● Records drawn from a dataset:
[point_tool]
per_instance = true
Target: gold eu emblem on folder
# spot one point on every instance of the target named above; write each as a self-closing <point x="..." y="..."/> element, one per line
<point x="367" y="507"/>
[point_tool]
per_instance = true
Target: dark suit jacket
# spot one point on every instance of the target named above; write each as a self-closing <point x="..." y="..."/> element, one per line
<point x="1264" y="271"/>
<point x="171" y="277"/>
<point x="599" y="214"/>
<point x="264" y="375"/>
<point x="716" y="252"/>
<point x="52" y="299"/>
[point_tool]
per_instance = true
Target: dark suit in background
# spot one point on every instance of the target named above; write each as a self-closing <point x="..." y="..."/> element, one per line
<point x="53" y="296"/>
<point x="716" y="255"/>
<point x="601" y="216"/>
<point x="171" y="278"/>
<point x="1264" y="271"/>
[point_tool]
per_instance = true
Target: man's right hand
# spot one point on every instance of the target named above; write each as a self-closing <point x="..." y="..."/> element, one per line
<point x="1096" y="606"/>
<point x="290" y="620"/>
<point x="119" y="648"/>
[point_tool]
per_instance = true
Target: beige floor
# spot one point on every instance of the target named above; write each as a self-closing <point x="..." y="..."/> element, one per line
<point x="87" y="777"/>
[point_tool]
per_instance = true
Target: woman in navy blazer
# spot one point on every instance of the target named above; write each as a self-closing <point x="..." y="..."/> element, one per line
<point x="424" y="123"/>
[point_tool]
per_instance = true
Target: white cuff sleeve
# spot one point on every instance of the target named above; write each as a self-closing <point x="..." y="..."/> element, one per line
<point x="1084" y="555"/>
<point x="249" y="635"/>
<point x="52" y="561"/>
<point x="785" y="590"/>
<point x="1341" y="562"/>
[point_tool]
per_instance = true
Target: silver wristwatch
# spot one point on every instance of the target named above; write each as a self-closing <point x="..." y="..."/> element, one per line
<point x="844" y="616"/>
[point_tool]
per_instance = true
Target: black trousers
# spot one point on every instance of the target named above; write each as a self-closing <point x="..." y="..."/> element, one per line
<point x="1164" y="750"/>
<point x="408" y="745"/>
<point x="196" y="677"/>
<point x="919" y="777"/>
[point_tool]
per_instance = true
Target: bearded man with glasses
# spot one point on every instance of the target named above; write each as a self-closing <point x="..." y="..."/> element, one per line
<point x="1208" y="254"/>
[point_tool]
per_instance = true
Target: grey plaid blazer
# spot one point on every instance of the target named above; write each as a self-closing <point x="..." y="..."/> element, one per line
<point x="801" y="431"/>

● What you have to do: Your task is to restate, word for word, only those lines above that fall between the line holding "Target: white cuff sleeve" and the line holding "Target: silver wristwatch", inclusive.

● Result for this exercise:
Target: white cuff sleeve
# spot one point on every instance of the target named above; write each as a self-closing <point x="..." y="..."/> element, one per line
<point x="1084" y="555"/>
<point x="249" y="635"/>
<point x="52" y="561"/>
<point x="785" y="590"/>
<point x="1341" y="562"/>
[point_tool]
per_instance = true
Target: silver wristwatch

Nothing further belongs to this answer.